### Supplied passage
I am using Comp Cams 875 reduced travel hydraulic roller lifters in my 4.3L V6 engine. Those lifters are just as quiet as OE roller lifters because they will not "loft" over the nose of the camshaft at high RPM. When a lifter lofts over the nose of the cam lobe, it suddenly has negative oil pressure, fills with air and smacks the return flank of the cam lobe.

Those lifters set at .004" pre-load similar to setting the lash of a solid lifter. For that reason, they cannot pump up with air because there is no where to pump up to. Those lifters along with Comp Cams 26915 beehive valve springs will get the most performance that is available out of a high lift hydraulic roller camshaft. or from .480" to .525" valve lift. However, those type lifters and valve springs are useless with a camshaft with less than .480" valve lift.

### Collected material
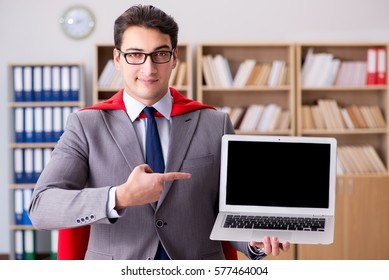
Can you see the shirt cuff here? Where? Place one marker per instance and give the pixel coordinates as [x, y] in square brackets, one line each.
[111, 212]
[256, 253]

### Requests
1. List every distinct measurement in inches that the lifter text gives.
2. Output the lifter text word for word, starting with "I am using Comp" and going on through "the cam lobe.".
The data has no connection to the lifter text.

### Task-by-task answers
1. .004", .480", .525"

2.
I am using Comp Cams 875 reduced travel hydraulic roller lifters in my 4.3L V6 engine. Those lifters are just as quiet as OE roller lifters because they will not "loft" over the nose of the camshaft at high RPM. When a lifter lofts over the nose of the cam lobe, it suddenly has negative oil pressure, fills with air and smacks the return flank of the cam lobe.